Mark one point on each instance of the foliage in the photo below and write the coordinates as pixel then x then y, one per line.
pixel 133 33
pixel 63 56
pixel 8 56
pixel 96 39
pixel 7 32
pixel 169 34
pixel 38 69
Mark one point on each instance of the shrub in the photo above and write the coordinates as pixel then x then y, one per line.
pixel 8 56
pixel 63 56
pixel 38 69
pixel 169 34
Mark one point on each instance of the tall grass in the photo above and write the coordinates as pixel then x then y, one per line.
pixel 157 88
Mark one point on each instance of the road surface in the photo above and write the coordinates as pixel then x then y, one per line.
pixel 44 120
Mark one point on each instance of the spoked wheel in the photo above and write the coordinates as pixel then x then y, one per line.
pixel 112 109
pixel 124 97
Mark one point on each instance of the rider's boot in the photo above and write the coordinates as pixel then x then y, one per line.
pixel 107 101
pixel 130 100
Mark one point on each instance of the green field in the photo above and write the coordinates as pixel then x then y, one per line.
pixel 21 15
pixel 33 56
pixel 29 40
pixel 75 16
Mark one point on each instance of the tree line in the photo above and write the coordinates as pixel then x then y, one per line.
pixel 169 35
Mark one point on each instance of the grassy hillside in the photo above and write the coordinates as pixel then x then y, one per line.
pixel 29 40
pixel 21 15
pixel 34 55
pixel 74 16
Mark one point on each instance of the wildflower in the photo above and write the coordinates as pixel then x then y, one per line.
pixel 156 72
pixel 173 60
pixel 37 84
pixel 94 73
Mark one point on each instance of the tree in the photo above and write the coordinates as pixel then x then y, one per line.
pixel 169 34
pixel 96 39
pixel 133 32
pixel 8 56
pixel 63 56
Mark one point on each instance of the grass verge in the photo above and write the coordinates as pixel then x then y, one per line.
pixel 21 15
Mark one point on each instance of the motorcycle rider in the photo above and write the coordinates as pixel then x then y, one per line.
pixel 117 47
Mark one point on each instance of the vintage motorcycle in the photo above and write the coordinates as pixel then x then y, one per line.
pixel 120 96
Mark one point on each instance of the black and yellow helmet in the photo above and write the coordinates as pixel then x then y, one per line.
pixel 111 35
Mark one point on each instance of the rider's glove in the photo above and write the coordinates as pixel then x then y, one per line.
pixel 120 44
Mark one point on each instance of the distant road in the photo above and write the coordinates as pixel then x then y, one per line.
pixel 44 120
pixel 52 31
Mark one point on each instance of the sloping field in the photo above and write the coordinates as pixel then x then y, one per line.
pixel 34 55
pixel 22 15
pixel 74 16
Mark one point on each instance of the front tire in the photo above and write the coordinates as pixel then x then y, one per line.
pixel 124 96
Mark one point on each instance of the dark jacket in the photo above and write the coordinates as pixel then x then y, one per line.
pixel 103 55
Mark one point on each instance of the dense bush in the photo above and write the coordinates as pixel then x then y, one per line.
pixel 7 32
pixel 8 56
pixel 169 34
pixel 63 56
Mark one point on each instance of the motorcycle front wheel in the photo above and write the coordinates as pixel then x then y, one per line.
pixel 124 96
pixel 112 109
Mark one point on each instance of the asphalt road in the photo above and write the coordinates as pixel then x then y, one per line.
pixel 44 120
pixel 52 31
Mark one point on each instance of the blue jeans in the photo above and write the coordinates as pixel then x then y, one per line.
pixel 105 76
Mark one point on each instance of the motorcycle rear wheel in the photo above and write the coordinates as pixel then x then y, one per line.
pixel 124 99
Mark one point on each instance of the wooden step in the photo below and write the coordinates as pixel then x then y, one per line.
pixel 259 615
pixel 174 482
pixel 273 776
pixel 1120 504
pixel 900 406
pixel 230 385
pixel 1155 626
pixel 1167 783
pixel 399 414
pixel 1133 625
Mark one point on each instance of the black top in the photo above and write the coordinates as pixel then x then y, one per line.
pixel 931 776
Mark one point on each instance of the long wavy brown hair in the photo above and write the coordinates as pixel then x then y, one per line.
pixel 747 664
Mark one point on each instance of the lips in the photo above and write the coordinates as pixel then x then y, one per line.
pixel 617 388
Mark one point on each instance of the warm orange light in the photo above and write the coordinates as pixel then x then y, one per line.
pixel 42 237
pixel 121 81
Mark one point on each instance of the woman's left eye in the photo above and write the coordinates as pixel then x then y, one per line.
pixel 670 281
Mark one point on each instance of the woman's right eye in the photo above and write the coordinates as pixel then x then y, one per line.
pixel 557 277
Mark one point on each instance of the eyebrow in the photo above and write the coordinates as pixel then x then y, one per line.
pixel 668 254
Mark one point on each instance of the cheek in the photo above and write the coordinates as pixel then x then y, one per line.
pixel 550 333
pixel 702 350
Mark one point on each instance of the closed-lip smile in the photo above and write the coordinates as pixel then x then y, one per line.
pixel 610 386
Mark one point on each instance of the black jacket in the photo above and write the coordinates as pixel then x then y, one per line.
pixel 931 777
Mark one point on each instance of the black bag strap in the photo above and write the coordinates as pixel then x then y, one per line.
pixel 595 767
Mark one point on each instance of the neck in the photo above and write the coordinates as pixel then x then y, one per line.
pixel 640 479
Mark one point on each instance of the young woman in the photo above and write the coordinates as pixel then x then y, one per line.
━━━━━━
Extract all of the records above, repeating each line word for word without any changes.

Response:
Mark one point on each instance of the foliage in the photo below and write the coordinates as pixel then x then y, one per line.
pixel 133 33
pixel 63 56
pixel 8 56
pixel 96 39
pixel 7 32
pixel 169 34
pixel 38 69
Mark one point on each instance of the shrub in the photo above and write the coordinates as pixel then x then y, one per line.
pixel 8 56
pixel 63 56
pixel 38 69
pixel 169 34
Mark one point on each instance of the tall grass in the photo above and write the coordinates as pixel then x then y, one per line.
pixel 157 88
Mark one point on each instance of the road surface in the photo above and write the coordinates as pixel then x then y, one per line.
pixel 44 120
Mark one point on each instance of the spoked wheel in the photo above and write the coordinates as pixel then x then y, one per line.
pixel 112 109
pixel 124 97
Mark one point on each instance of the rider's boot in the photo above and write the coordinates as pixel then x then y, one per line.
pixel 107 101
pixel 130 100
Mark one point on each instance of the green field in the photo above and write the coordinates as pixel then x then y, one per line.
pixel 21 15
pixel 33 56
pixel 29 40
pixel 75 16
Mark one point on each instance of the tree line in the photo above and write the coordinates as pixel then x then y, one per line.
pixel 169 35
Mark one point on each instance of the grassy hillside in the photo above and write the coordinates as pixel then x then y, one per line.
pixel 29 40
pixel 21 15
pixel 34 55
pixel 74 16
Mark one point on each instance of the wildflower in the photo above and write the coordinates as pixel then x then y, one per line.
pixel 156 72
pixel 173 60
pixel 37 84
pixel 94 73
Mark one point on each instance of the tree in the photo above and write the coordinates as pixel then x then y, one per line.
pixel 169 34
pixel 96 39
pixel 133 32
pixel 8 56
pixel 63 56
Mark one point on each instance of the grass verge in the photo above and write the coordinates as pixel then x then y, one per line.
pixel 21 15
Mark one point on each instance of the motorcycle rider in the photo above and write the coordinates as pixel then x then y, one per line.
pixel 117 47
Mark one point on each instance of the vintage motorcycle in the photo above and write the coordinates as pixel then x then y, one per line.
pixel 120 96
Mark one point on each instance of the black and yellow helmet in the photo above and write the coordinates as pixel then x then y, one per line.
pixel 111 35
Mark one point on each instance of the rider's glove in the photo above and write the coordinates as pixel then x then y, one per line.
pixel 120 44
Mark one point on each instance of the distant road in the photo above and write the coordinates as pixel then x then y, one per line.
pixel 44 120
pixel 52 31
Mark one point on each instance of the sloping field in the photo above and write the coordinates as pixel then x then y, one per line.
pixel 34 55
pixel 22 15
pixel 74 16
Mark one point on each instance of the front tire in the photo above and write the coordinates as pixel then x then y, one per line.
pixel 124 96
Mark one point on each instance of the dark jacket in the photo above and write the coordinates as pixel then x then y, one per line.
pixel 103 55
Mark one point on each instance of the dense bush in the photo above and write the coordinates as pixel then x then y, one per line.
pixel 7 32
pixel 8 56
pixel 169 34
pixel 63 56
Mark one point on each instance of the motorcycle front wheel in the photo above and write the coordinates as pixel then x then y, one per line.
pixel 124 96
pixel 112 109
Mark one point on each instance of the asphalt road in the photo above and write the coordinates as pixel then x then y, one per line.
pixel 44 120
pixel 52 31
Mark one point on each instance of the blue jeans in the photo above and write the coordinates as pixel then x then y, one per line.
pixel 105 76
Mark one point on each instance of the motorcycle rear wheel in the photo above and write the coordinates as pixel then x then y, one per line.
pixel 124 99
Mark one point on each instance of the wooden step in the photo below and write the coordinates as pixel then x then y, one per line.
pixel 259 615
pixel 174 482
pixel 273 776
pixel 1120 504
pixel 900 406
pixel 230 385
pixel 1155 626
pixel 1167 783
pixel 399 414
pixel 1133 625
Mark one point on each instance of the black top in the photo above and write the coordinates as pixel then x then y, one per line.
pixel 931 776
Mark one point on each instance of the long wavy brown hair in the photo above and write the coordinates as pixel then x then y, one per line.
pixel 747 664
Mark one point on each instance of the lips in the photo above and write the coordinates as pixel then x then y, one per line.
pixel 617 388
Mark one point on each instance of the warm orange light in the photo above and write the coordinates as pixel then x then y, one per line.
pixel 42 237
pixel 121 81
Mark one point on each instance of the woman's left eye in the photo above and write the coordinates as pixel then x then y, one per line.
pixel 670 281
Mark one point on each instance of the woman's right eye in the photo above and write the coordinates as pixel then x then y, one per line.
pixel 557 277
Mark one point on each instance of the eyebrow in the photo above and write the coordinates as pixel then x then y, one per line.
pixel 668 254
Mark one point on each instance of the cheek in the photo above and write the coordinates as pixel then x then y, one per line.
pixel 550 333
pixel 702 350
Mark one point on each instance of the closed-lip smile in the photo above and write the coordinates as pixel then x then y, one per line.
pixel 610 386
Mark one point on each instance of the black jacket in the photo above and write the coordinates as pixel then x then y, one per line.
pixel 931 777
Mark one point on each instance of the black bag strap in the photo above and write the coordinates as pixel then x then y, one per line.
pixel 595 767
Mark one point on each instance of the neck in the photo above and write the coordinates as pixel then x then y, one per line.
pixel 640 479
Mark one point on each instance of the young woman in the photo above and write the coordinates as pixel then x then y, one per line.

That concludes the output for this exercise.